— Start Text shown —
Newspaper Article – A Great Pioneer


William Nelson, of Tomoana


One of the outstanding personalities in the movement which originated the refrigerating industry in New Zealand fifty years ago was Mr. William Nelson, a pioneer amongst pioneers, who is now living in retirement at Tomoana, near the location of the freezing works which he founded close on fifty years ago. By a happy coincidence his birthday falls on Monday, February 15, the same day on which the Dunedin sailed fifty years ago with the first cargo of frozen meat from New Zealand.

A native of Warwick, England, Mr. Nelson came out to New Zealand in the ship Devonshire, arriving in February 1863. For a period of several months he fought in the Maori wars in the Auckland province, following which he went to Wellington and Christchurch. In Christchurch Mr. Nelson was about to return to England, when he met the late Mr. Vincent Pike, and was dissuaded from his intention. The following day he met his cousin, Mr. J.N. Williams, and accepted a position on his farm in Hawke’s Bay. A year later Mr. Nelson went back to England and after having married he returned to New Zealand in 1866, settling in Hawke’s Bay, where he took up sheep farming and later pioneered the flax industry in that province. He sailed again for England in 1872, remaining there until 1880, in which year he came back to Hawke’s Bay to establish a factory for the production of extracts of meat. It was in 1883 that Mr. Nelson installed a freezing plant in his factory at Tomoana, the capital used for this enterprise being raised in London. At about the same time that Tomoana freezing works were being established, the late Mr. John Grigg, of Longbeach, was arranging the formation of a company to start freezing works in Canterbury.
— End Text shown —
Tasks to complete
• A. According to the article about William Nelson, in which ship did he first come out to New Zealand?
• B. List every person the article about William Nelson names other than Nelson himself.
The lines after the article are separate material and are not part of it.
— Start Information shown —
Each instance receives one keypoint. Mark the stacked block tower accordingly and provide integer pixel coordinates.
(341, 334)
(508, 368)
— End Information shown —
Problem solutions
• A. The Devonshire.

• B. Mr. Vincent Pike, Mr. J.N. Williams, and Mr. John Grigg.